Your assignment:
Each record, in full, must be restated word for word.

[Data excerpts]
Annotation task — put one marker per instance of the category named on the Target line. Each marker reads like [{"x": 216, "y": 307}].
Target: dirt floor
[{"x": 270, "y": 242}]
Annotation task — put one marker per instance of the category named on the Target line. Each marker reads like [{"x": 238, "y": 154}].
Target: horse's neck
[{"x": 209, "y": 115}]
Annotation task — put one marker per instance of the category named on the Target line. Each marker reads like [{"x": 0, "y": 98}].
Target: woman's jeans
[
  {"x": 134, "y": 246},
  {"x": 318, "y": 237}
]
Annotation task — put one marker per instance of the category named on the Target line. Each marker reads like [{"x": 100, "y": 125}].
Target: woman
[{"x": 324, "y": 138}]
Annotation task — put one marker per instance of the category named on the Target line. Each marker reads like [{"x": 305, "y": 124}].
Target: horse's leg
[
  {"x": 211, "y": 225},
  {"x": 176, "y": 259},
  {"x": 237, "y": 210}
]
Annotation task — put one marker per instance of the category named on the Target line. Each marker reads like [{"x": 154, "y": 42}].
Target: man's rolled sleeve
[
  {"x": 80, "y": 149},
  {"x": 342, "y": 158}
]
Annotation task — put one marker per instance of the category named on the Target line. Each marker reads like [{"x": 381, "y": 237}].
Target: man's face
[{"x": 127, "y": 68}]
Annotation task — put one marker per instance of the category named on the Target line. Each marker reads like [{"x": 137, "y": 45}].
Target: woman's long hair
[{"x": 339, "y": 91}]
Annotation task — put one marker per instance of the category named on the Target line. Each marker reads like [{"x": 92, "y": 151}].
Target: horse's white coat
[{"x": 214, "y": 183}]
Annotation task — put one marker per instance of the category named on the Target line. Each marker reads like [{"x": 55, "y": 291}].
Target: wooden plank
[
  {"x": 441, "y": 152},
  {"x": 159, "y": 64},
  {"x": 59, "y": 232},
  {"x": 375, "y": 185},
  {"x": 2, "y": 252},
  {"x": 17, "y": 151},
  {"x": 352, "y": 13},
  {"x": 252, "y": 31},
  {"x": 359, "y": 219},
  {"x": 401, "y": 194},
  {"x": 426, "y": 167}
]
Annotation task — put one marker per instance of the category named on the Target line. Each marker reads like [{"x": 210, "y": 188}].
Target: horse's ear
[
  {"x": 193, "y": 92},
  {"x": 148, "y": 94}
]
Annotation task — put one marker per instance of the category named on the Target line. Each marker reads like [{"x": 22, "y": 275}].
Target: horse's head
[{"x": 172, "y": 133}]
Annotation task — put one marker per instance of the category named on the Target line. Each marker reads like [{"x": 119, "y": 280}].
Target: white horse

Reply to the task:
Annotation task — put one marker per instance of the category named on the Target line. Each marker reads like [{"x": 216, "y": 307}].
Target: dirt floor
[{"x": 270, "y": 242}]
Annotation task — put one marker per instance of the category named on the Target line. Each marker reads like [{"x": 238, "y": 154}].
Target: horse's neck
[{"x": 209, "y": 115}]
Annotation task — put one marker per instance of the category named on the Target line. Each marker reads like [{"x": 0, "y": 98}].
Target: woman's jeans
[
  {"x": 134, "y": 246},
  {"x": 318, "y": 237}
]
Annotation task — put one marker per instance of the category named on the Target line. Each marker reads like [{"x": 100, "y": 125}].
Target: woman
[{"x": 324, "y": 138}]
Annotation task — put one marker per instance of the category named on the Target line. Each marker reads like [{"x": 305, "y": 124}].
Target: horse's leg
[
  {"x": 211, "y": 225},
  {"x": 176, "y": 259},
  {"x": 237, "y": 210}
]
Annotation task — put one marker per instance of the category named on the Target line. Each marker reads like [{"x": 154, "y": 42}].
Target: man's rolled sleeve
[
  {"x": 80, "y": 149},
  {"x": 342, "y": 158}
]
Annotation task — put one marker per instance of the category named on the Target line. Each marker reads like [{"x": 381, "y": 237}].
Target: man's face
[{"x": 127, "y": 68}]
Annotation task — put one marker per instance of the category named on the Target line. Each marker reads like [{"x": 137, "y": 45}].
Target: woman's long hair
[{"x": 339, "y": 91}]
Annotation task — put one marker per instance of the category named on the Target line. Each marker reads like [{"x": 92, "y": 151}].
Target: horse's white coat
[{"x": 214, "y": 183}]
Annotation task — put one marker per instance of the category named on the Target line. Each marker reads like [{"x": 55, "y": 291}].
Target: wooden plank
[
  {"x": 441, "y": 152},
  {"x": 159, "y": 64},
  {"x": 59, "y": 232},
  {"x": 375, "y": 185},
  {"x": 2, "y": 252},
  {"x": 17, "y": 151},
  {"x": 352, "y": 13},
  {"x": 252, "y": 31},
  {"x": 359, "y": 219},
  {"x": 401, "y": 194},
  {"x": 426, "y": 167}
]
Annotation task — put one marker per instance of the category named on the Target line. Each marker reads like [{"x": 210, "y": 188}].
Target: horse's ear
[
  {"x": 193, "y": 92},
  {"x": 148, "y": 94}
]
Annotation task — put one marker per instance of the category named on the Target line. Each marker reads like [{"x": 22, "y": 275}].
Target: horse's head
[{"x": 172, "y": 133}]
Annotation task — put one marker per instance of the category named on the Target line. Each marker reads like [{"x": 119, "y": 280}].
Target: white horse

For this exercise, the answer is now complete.